-- Task statement --
Reproduce every line of the records below, requests included, and offset each pixel coordinate in the answers by adding 139 to it.

Point placement records:

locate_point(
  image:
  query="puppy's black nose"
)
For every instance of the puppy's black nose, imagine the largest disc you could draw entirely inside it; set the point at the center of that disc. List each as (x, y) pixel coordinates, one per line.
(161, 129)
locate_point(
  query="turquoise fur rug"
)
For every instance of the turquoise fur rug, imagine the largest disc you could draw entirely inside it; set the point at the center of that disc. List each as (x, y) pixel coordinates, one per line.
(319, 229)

-- Exercise answer --
locate_point(
  image:
  query="puppy's black nose"
)
For every instance of the puppy's black nose, imagine the largest disc you could draw entirely inside it; set the point at the center of that disc. List each as (x, y) pixel coordinates, one per line.
(300, 268)
locate_point(
  query="turquoise fur rug"
)
For every instance of the turquoise fur rug, imagine the largest disc you could draw entirely inside it; set the point at the center of that disc. List each as (x, y) pixel coordinates, one per line.
(458, 368)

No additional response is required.